**AIM OF THE TASK**
Repeat word for word the part of the TV column starting at "Covering an area" and ending at "by civil strife.".

**DOCUMENT EXTRACT**

“Sunday Present” on TV Asahi and more

Lately, a lot of attention has been focused on the problem of waste left behind on mountains by alpinists and hikers. Mount Everest is said to be almost a dump and Mount Fuji a national disgrace. However, the problem of trash and environmental pollution afflicts even smaller peaks.

This week, NHK’s nature series “Chikyu Daisuki (Loving the Earth)” (NHK-G, Sat., 11 a.m.) will report on efforts to clean up Mount Hayachine in Iwate Prefecture and protect it from destructive refuse. As with many mountains, the main culprit is human waste, which seeps into the ground and contaminates not only the soil, but the underground water system as well. Hayachine is famous in Japan as a kind of sanctuary for high-altitude plants and flowers, and is particularly popular among middle-aged and elderly hikers, a group that is swelling as baby boomers reach retirement age.

The toilets that have been installed on the mountain collect the waste, but it is extremely difficult to transfer it to a processing station, since this involves carrying the waste down the mountain by hand. Several years ago, the authority that oversees the mountain began asking climbers to carry “portable toilets,” which means each climber must carry his or her own waste up and down the mountain. The program, which is narrated by world-famous alpinist Junko Tabe, looks at the success of the cleanup program.

Actress Tetsuko Kuroyanagi is an honorary UNICEF ambassador. She travels to trouble spots all over the world to increase awareness in Japan of the plight children face in war-torn regions and to raise money to support them.

On Oct. 8 at 2 p.m., “Sunday Present,” TV Asahi’s occasional documentary series, airs a special about Kuroyanagi’s most recent trip to the Republic of the Congo (formerly Zaire), which is in the midst of a civil war.

Covering an area six times the size of Japan, the equatorial country contains many natural resources, including copper, cobalt, diamonds, oil and uranium. The reason for the civil war is mostly to determine who gets control of these resources, but despite their abundance, per capita income in the country is only about 11,000 yen per year.

Kuroyanagi visits the capital Kinshasha, as well as Goma, a city situated on the border with Rwanda, another country torn by civil strife.

She also visits the Bunia refugee camp, where she talks to children who have taken the brunt of the violence. More than 30,000 children have been kidnapped and pressed into military service during the conflict, while many girls have been forced into prostitution by military groups.

Kuroyanagi hears their stories and looks at the problem of endemic malnutrition: Out of every 1,000 children born here, 213 die before the age of 5.

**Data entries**
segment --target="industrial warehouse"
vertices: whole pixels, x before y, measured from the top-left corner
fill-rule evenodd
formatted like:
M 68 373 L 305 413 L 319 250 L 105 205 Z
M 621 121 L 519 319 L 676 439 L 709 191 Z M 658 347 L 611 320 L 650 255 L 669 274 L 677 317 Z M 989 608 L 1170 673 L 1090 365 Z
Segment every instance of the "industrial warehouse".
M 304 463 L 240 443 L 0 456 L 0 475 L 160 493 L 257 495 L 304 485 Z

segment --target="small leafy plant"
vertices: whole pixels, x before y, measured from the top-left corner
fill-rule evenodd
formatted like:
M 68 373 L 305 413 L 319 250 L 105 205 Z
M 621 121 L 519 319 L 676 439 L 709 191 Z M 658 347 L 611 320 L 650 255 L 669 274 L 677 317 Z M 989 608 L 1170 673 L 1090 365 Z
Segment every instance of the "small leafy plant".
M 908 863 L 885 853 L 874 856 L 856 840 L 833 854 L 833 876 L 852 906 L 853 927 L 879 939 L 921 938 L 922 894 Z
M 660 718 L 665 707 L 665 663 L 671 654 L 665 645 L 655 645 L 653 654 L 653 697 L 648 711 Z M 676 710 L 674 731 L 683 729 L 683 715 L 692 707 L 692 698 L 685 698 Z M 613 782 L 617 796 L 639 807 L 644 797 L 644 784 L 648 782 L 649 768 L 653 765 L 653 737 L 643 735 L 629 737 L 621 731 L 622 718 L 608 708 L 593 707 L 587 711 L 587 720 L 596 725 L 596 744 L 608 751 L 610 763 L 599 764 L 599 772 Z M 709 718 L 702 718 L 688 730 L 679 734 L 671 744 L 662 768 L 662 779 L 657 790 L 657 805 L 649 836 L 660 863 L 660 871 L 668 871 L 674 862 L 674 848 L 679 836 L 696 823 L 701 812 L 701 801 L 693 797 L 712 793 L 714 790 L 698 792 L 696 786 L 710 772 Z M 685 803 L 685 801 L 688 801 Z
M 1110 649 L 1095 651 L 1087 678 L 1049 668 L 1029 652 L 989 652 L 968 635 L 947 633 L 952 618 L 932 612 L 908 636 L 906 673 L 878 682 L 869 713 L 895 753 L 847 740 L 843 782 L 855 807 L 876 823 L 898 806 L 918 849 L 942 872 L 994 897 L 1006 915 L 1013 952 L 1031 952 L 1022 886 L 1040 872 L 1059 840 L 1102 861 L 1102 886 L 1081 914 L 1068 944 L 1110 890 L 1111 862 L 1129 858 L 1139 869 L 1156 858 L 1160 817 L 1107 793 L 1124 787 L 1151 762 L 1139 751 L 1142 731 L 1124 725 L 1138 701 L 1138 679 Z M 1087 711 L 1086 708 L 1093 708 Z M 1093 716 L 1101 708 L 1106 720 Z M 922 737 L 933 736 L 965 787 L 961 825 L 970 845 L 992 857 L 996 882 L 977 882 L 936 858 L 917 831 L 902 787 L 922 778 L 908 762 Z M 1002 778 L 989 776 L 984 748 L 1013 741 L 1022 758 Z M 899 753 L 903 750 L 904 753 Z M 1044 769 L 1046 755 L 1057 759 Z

**REPLY**
Covering an area six times the size of Japan, the equatorial country contains many natural resources, including copper, cobalt, diamonds, oil and uranium. The reason for the civil war is mostly to determine who gets control of these resources, but despite their abundance, per capita income in the country is only about 11,000 yen per year.

Kuroyanagi visits the capital Kinshasha, as well as Goma, a city situated on the border with Rwanda, another country torn by civil strife.